GIVEN RECORDS Start Marker

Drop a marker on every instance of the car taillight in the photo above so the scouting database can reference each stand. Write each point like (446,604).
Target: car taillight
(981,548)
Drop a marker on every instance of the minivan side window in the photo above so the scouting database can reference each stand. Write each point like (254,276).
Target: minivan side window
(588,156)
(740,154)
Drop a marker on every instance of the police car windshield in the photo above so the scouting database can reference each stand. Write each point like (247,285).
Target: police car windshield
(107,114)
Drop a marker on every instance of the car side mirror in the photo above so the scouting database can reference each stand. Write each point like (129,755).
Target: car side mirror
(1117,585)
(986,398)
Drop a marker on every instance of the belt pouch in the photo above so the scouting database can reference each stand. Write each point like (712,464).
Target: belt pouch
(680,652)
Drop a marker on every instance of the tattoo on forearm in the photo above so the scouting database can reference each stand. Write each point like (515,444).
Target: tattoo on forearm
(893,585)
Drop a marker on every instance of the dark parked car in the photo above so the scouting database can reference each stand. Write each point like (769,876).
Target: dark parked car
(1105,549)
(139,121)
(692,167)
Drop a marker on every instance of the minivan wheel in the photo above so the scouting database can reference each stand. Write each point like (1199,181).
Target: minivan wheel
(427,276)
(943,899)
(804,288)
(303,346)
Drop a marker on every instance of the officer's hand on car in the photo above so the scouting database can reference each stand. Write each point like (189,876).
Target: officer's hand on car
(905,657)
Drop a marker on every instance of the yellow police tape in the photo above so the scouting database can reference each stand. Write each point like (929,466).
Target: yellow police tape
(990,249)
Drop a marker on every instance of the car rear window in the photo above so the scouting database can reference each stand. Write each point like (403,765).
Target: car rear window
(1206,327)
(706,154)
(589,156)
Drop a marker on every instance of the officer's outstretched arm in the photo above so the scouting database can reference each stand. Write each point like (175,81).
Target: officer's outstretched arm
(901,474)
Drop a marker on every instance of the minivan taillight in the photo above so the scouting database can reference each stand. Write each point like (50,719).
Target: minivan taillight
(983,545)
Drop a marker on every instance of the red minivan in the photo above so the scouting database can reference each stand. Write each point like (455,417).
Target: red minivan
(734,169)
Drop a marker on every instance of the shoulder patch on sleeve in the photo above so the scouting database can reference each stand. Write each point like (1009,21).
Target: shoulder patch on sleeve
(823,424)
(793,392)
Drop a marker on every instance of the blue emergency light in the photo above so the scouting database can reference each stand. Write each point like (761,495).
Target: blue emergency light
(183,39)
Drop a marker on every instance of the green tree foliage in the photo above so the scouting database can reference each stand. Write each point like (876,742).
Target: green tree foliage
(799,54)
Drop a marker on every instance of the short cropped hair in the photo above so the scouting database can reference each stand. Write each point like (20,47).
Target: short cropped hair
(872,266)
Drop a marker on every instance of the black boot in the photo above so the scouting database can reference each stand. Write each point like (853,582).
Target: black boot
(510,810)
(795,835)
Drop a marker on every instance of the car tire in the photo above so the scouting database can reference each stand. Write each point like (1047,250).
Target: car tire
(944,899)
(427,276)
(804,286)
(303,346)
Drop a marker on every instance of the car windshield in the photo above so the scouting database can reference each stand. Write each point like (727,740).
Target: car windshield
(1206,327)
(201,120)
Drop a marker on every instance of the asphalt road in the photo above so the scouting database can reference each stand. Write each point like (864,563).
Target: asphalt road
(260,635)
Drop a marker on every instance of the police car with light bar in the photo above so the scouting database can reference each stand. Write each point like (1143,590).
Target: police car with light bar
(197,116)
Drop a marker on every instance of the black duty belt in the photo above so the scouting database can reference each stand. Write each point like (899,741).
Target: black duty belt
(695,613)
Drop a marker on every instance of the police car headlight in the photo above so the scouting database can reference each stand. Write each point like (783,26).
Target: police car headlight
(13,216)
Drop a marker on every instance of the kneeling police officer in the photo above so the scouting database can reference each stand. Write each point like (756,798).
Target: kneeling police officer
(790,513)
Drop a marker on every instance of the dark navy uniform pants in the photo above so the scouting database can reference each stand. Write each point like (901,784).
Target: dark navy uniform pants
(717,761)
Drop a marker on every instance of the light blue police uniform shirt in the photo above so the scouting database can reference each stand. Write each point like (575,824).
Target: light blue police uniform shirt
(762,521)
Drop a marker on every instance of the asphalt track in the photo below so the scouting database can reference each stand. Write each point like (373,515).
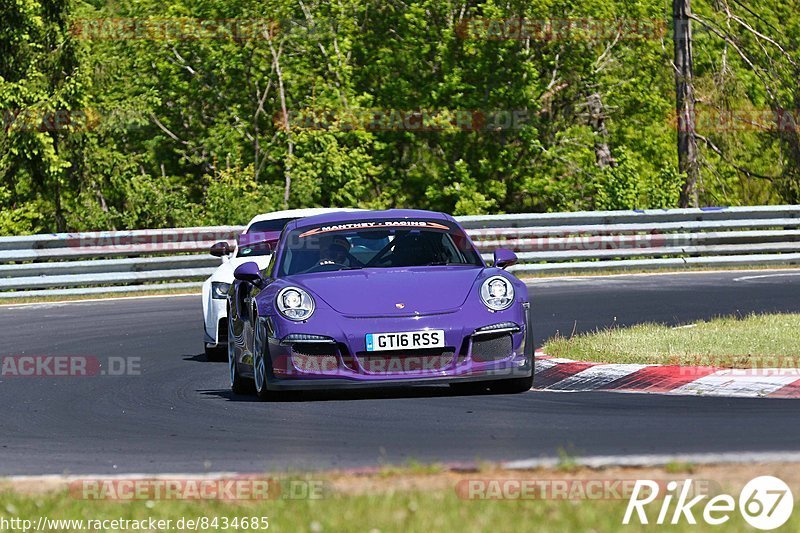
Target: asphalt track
(179,416)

GIVEN RECORDS End Marker

** WHAT IS EXPECTED **
Write the listing above out again word for word, excluding all images.

** REPLY **
Drop a marker on every instance of the car taillight in the photo above so the scouting database can reference each stand. Write each point like (446,604).
Target: car taillight
(981,548)
Drop a marker on every instance of the minivan side window in the photo above so the scouting database can reference each stand. Write each point like (254,276).
Target: minivan side window
(588,156)
(740,154)
Drop a marker on every instance of the police car windshield in the photo above so the scouting database can reference each stand. Write each point like (247,285).
Target: police car windshield
(107,114)
Drop a marker on every instance of the car side mirror in the photo above so the scouting database can reference each stand. Write each point like (129,755).
Target: car side mirror
(1117,585)
(986,398)
Drop a marker on every instance of the belt pouch in the photo above so the scouting database can reference each stand. Write each point like (712,464).
Target: belt pouch
(680,652)
Drop a marker on every instance of the tattoo on forearm in the photo above so the scouting database can reference each stand. Write each point like (515,444).
Target: tattoo on forearm
(893,585)
Drop a marker on every instance of the dark parked car in the photo above so the scouting database can reference each stand. Write each point like (769,876).
Target: dark parked car
(1105,549)
(139,121)
(692,167)
Drop a marker on every instance of the minivan wheel in the photo above so the scouting database can reference each stand. Write each point like (1199,181).
Target: minivan wheel
(427,276)
(943,899)
(804,288)
(303,346)
Drop a marker on every instance of the officer's hand on car in the photo above so the scouting database can reference each stand. Write each point like (189,876).
Target: officer's hand on car
(905,657)
Drop a marker on every instance of the yellow police tape in the photo above so the scouting database can reference each stand. Write each point like (929,466).
Target: yellow police tape
(990,249)
Drop a marker on every instance of the car rear window in the photo above so the scouting database can reference each stand. Write each point like (403,765).
Target: car rear window
(1206,327)
(706,154)
(589,156)
Drop a marker on every instance of the officer's outstretched arm in the photo above so the scouting database can reference each stand. Write each point like (175,81).
Target: officer's outstretched arm
(901,474)
Drop a marker on every instance of the minivan taillight in the photo above so the scouting database can reference each stand. Write each point like (50,719).
Target: minivan taillight
(983,545)
Drop a marker on every instance of the red minivan in the photo above so the scouting database can reference each stand. Write each point like (455,417).
Target: red minivan
(734,169)
Drop a marker on every instance of the shoulder patch on sleeve in the photo above so the scouting database can reference each stand. Write each point like (1009,21).
Target: shoulder patch on sleeve
(823,424)
(793,392)
Drop a marker on every instance of the blue emergency light in the photo above so the scouting database can reference each stand. Write each point like (761,495).
Target: blue emergency light
(183,39)
Drop a marker on every instance of the green tree foliage in the photo above so the scouting database can reference each stand. Write each point like (876,742).
Target: green tree foliage
(799,54)
Drop a marker on every instance of the short cropped hair in the photo above so the scouting database can reference each stand. Write each point like (20,47).
Target: short cropped hair
(872,266)
Drop a marker on every instance of the black boot in the photo above so the scouting database can reference each stand. Write each point like (853,582).
Target: black boot
(510,810)
(795,835)
Drop a marker on every instance of the car tire in the photo above so the scouting database can reference each stand. Write each point like (1047,250).
Target: car tire
(944,899)
(427,276)
(804,286)
(303,346)
Drop a marker on every instance of the car windshield in the photo above so the scouting database can reference each stand. Write each point like (727,740).
Target: car windshield
(1206,327)
(201,120)
Drop a marker on every instance of the asphalt road in the photo above so the scouting database can reference each stand. Write each point like (864,563).
Target: asphalt road
(260,635)
Drop a marker on every instance of the police car with light bar in the photo above so the scouting database can reference each stand. Write each point like (1143,590).
Target: police car with light bar
(197,116)
Drop a marker on every instance of the black duty belt in the photo above so the scouting database can reference each stand. Write each point like (899,741).
Target: black duty belt
(695,613)
Drop a marker on every instance of the police car headlight in the photo above so the scouting database can reference each stand. Write each point like (783,26).
Target: police car headlight
(13,216)
Drop a marker on every instance of the kneeling police officer in the photo above so the scouting database can reference each stand. Write each point like (756,798).
Target: kneeling police officer
(790,513)
Drop a marker on every instance of the dark navy uniform pants in the photo above so the scouting database can reference each stand. Write each point like (901,784).
Target: dark navy uniform pants
(717,761)
Drop a marker on every instance of the light blue police uniform shirt in the photo above so the scouting database can reference each stand. Write each point like (575,824).
Target: light blue police uniform shirt
(762,521)
Drop a marker on every instance of the asphalt track in the photo below so the scouting database can reference each stand. Write each point like (373,515).
Target: asphalt track
(179,416)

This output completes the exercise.